Data listing

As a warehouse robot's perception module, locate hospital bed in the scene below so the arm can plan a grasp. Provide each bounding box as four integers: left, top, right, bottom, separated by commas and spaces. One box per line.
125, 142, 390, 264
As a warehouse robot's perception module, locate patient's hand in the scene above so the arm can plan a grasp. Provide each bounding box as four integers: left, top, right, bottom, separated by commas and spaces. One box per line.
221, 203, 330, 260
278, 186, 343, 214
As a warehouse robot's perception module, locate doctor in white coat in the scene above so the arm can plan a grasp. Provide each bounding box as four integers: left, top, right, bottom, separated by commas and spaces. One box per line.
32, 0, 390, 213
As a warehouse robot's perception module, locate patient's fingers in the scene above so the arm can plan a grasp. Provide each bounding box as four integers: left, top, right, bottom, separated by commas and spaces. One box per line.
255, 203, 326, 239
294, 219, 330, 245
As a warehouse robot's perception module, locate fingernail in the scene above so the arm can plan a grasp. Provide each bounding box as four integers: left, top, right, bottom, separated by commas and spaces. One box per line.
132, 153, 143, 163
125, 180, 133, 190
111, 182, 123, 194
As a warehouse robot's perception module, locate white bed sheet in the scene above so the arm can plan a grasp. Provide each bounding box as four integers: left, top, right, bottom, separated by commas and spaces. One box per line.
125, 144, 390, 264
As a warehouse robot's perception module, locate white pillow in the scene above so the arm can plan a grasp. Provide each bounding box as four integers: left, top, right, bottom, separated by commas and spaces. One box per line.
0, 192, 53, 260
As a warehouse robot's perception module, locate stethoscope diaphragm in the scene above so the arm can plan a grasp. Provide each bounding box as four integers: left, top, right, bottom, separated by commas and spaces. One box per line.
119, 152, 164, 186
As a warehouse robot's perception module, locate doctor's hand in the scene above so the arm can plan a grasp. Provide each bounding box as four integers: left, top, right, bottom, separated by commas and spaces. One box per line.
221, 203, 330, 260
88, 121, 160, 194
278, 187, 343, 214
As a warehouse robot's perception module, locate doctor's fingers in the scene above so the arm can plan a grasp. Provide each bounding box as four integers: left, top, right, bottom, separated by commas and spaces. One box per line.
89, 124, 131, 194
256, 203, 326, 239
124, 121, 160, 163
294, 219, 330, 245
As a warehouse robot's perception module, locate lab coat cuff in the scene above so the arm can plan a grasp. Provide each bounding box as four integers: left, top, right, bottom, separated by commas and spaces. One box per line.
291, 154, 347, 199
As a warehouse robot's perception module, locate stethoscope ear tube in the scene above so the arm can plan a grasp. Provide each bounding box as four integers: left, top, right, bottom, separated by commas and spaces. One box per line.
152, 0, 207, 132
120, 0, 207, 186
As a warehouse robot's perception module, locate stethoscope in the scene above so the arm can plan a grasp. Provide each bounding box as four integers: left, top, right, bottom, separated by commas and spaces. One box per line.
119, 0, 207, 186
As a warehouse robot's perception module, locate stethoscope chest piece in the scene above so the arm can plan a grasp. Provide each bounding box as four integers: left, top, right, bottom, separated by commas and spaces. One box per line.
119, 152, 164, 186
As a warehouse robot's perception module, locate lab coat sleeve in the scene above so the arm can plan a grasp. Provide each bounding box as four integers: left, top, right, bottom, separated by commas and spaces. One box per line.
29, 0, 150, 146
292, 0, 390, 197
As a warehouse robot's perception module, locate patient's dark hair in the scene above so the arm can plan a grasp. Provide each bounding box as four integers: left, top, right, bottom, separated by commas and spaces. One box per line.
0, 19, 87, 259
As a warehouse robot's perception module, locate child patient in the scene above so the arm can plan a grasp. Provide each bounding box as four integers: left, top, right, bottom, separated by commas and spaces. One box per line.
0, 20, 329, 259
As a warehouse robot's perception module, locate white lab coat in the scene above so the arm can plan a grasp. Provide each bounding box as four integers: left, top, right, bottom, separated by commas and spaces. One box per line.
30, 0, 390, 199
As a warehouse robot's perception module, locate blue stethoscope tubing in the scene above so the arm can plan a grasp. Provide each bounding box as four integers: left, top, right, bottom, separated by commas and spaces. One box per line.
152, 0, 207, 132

_Task_: Rewrite the rows between the line containing "As a warehouse robot's perception module, locate doctor in" and the line containing "32, 0, 390, 213", inclusive, as a Markdown table with the columns Row and Line. Leave out blank lines.

_Response_:
| Row | Line |
|---|---|
| 1 | As a warehouse robot's perception module, locate doctor in white coat in the scene above so the arm can plan a grasp. Provide each bounding box as four integers: left, top, right, bottom, separated by commas and spaces. One box per line. |
| 2 | 32, 0, 390, 213 |